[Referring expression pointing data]
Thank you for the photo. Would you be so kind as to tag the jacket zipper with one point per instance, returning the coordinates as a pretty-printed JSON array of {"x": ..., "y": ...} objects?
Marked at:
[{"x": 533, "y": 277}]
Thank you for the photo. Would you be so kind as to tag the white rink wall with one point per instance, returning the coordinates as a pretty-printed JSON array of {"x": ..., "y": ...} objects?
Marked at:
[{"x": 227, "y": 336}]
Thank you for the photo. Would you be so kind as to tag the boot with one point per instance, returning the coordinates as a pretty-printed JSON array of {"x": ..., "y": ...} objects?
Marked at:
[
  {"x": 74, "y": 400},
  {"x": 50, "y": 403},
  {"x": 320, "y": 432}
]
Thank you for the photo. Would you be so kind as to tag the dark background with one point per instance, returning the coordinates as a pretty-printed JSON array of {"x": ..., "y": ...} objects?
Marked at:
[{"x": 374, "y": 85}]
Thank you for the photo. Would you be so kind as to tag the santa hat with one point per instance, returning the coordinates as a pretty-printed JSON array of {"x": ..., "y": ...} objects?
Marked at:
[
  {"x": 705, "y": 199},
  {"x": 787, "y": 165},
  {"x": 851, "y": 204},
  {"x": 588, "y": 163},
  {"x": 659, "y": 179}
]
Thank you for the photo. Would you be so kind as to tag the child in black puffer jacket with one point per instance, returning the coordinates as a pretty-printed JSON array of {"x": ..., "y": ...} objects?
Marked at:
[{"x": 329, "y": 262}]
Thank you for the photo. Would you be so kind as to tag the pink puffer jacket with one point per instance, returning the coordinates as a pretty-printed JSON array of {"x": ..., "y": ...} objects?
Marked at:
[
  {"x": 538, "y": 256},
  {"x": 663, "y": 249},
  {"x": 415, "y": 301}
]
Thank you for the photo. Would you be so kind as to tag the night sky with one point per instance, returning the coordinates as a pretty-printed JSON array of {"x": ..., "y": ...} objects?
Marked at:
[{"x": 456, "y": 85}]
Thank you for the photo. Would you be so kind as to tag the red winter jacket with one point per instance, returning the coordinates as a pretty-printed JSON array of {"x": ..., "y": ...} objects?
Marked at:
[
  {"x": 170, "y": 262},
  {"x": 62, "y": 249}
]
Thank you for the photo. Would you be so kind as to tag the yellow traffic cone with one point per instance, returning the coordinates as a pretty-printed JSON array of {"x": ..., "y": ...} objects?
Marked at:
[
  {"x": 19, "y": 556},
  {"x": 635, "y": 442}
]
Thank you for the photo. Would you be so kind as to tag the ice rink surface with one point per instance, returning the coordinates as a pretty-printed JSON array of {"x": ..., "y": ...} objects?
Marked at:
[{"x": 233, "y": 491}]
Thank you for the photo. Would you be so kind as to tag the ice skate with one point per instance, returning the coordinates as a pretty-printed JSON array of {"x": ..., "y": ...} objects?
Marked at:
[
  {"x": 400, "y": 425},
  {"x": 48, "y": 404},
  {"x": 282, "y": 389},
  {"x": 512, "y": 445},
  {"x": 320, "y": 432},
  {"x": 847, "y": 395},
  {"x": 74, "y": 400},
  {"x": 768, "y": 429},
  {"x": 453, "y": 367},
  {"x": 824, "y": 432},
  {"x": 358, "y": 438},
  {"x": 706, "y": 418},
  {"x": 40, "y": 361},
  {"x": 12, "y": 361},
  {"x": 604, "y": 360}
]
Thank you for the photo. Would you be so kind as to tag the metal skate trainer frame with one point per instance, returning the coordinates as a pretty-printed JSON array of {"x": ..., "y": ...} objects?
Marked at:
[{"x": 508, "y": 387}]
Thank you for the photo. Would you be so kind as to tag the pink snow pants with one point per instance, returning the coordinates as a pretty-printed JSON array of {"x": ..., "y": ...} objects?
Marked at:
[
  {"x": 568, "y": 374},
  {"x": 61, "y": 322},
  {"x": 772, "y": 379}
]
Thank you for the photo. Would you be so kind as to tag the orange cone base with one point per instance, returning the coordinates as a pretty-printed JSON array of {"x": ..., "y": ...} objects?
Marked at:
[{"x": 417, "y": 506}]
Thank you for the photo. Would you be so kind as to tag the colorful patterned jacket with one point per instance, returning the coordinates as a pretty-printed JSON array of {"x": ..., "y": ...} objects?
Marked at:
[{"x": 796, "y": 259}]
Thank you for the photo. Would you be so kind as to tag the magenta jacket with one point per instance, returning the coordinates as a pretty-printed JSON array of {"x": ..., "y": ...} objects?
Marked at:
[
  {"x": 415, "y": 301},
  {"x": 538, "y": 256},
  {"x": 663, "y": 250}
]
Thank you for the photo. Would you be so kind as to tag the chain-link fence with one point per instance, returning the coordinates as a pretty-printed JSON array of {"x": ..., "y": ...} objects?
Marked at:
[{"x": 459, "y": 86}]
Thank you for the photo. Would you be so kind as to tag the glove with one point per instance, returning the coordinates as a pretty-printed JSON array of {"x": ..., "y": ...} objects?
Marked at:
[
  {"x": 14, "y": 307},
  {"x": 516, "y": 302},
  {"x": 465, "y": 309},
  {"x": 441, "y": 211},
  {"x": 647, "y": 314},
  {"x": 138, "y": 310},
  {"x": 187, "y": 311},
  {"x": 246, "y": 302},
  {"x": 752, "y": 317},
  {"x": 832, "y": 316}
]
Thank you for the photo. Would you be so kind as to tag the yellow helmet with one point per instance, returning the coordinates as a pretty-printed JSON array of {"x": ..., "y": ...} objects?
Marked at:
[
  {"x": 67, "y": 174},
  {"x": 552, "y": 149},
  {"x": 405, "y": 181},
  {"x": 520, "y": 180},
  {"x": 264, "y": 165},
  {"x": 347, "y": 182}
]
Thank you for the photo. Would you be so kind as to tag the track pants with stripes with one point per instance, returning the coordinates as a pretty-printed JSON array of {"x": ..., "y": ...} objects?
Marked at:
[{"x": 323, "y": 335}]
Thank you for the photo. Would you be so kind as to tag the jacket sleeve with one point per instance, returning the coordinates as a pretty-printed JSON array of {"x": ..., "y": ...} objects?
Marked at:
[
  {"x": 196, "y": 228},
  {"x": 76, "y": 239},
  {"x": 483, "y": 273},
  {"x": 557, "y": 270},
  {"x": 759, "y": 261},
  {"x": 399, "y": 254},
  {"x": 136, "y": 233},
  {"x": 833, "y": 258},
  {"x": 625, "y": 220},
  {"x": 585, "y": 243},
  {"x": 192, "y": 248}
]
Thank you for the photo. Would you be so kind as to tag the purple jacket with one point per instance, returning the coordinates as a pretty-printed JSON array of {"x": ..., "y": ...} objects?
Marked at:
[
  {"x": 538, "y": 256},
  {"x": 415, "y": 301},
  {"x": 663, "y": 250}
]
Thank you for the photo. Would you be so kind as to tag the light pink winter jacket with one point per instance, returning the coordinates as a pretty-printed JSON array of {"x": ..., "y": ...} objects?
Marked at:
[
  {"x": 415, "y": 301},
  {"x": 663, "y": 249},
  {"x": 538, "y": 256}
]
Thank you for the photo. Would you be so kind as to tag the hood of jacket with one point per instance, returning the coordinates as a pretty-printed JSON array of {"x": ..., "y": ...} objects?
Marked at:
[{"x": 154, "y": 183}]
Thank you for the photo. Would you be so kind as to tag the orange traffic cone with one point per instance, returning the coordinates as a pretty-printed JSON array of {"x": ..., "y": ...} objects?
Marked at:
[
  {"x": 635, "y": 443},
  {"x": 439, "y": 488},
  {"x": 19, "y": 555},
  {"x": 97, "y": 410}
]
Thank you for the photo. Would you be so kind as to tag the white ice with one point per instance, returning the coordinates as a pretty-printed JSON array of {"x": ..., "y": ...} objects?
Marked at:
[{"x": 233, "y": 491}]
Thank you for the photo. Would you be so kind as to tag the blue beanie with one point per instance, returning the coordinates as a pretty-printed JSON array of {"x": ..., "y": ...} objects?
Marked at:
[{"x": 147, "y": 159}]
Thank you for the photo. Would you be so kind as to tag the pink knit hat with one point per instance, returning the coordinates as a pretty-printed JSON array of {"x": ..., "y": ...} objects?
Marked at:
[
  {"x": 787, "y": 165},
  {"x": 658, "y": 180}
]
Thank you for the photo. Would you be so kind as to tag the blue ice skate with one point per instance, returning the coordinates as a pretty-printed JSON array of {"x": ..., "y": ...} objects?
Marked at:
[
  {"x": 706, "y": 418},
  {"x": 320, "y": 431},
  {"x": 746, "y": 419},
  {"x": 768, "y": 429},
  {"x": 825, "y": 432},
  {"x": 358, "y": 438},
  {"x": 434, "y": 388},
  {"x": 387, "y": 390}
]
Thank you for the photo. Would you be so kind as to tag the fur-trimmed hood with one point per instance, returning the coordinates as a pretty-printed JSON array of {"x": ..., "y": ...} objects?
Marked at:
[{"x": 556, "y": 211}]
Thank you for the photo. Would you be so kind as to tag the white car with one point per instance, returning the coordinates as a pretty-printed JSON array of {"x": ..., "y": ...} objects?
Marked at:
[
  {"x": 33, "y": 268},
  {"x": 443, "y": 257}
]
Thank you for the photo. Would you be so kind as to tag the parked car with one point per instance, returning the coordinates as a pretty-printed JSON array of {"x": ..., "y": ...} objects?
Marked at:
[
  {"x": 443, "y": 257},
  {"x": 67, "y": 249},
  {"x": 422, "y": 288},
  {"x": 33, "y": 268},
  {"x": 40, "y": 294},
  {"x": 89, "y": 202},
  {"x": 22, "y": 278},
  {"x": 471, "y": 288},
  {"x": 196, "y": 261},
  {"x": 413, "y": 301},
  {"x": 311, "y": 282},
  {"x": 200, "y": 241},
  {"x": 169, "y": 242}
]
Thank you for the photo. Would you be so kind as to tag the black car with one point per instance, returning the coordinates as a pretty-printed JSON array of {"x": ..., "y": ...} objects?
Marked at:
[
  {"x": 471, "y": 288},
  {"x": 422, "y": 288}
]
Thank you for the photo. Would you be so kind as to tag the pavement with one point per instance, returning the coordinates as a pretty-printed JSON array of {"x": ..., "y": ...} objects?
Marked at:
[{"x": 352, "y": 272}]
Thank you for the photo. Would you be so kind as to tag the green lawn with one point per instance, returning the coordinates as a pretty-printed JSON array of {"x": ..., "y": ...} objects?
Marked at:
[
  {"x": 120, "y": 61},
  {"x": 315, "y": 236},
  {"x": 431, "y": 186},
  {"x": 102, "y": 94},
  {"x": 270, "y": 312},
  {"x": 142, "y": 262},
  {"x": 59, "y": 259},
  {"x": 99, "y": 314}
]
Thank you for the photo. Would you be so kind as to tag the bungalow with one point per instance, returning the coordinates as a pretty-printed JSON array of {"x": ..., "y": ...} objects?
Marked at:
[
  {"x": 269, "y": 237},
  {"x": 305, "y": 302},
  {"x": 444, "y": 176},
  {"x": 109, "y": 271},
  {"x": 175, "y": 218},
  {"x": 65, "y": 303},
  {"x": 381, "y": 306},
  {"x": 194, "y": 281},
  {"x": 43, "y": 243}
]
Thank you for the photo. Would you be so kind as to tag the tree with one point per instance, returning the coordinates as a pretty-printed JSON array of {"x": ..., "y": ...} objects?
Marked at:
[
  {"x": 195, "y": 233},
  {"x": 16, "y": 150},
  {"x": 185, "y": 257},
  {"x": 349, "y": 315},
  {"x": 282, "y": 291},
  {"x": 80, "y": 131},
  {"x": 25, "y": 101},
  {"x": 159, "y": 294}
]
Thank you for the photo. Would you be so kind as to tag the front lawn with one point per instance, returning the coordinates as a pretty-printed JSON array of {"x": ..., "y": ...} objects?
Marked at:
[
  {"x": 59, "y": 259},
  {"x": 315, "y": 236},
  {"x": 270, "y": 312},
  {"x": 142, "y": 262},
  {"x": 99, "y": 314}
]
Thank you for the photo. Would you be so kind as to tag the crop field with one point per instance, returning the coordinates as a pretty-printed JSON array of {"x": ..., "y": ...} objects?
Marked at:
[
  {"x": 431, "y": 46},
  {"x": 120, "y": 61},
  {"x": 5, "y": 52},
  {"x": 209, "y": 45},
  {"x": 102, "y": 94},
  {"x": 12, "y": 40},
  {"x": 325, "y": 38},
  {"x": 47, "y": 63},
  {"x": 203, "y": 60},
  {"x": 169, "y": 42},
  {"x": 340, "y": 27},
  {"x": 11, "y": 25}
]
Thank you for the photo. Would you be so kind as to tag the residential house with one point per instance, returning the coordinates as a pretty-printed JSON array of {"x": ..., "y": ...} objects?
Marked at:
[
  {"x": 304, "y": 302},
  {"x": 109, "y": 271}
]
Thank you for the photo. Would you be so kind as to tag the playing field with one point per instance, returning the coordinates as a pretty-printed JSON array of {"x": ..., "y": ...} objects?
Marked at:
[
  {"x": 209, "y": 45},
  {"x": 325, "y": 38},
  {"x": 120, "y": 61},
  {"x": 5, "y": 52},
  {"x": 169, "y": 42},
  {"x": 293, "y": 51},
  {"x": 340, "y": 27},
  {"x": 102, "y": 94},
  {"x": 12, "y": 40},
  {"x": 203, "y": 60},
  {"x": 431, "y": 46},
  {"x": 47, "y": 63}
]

Task description => Among the entries above, the line containing "tag the green", the line containing "tag the tree", and all lines between them are to be restated word for word; nothing else belongs in the reply.

The completed task =>
Thank you for the photo. Would you be so kind as to tag the green lawn with one point per instance, returning the coordinates as a pretty-printed JSON array of {"x": ..., "y": ...} objects?
Marked at:
[
  {"x": 120, "y": 61},
  {"x": 315, "y": 236},
  {"x": 431, "y": 186},
  {"x": 102, "y": 94},
  {"x": 270, "y": 312},
  {"x": 142, "y": 262},
  {"x": 59, "y": 259},
  {"x": 99, "y": 314}
]
Thank you for the photo. Would you be so kind as to tag the bungalow with one point per instance, returning the coordinates as a pretty-printed JSON array of {"x": ..., "y": ...} objects?
Marked at:
[
  {"x": 269, "y": 237},
  {"x": 305, "y": 302},
  {"x": 444, "y": 176},
  {"x": 109, "y": 271},
  {"x": 175, "y": 218},
  {"x": 65, "y": 303},
  {"x": 381, "y": 306},
  {"x": 194, "y": 281},
  {"x": 43, "y": 243}
]
Thank you for the photo. Would you be so kind as to tag the tree with one point per instance, returning the coordinates as a pretty-printed JSON array of {"x": ..., "y": ...} objects?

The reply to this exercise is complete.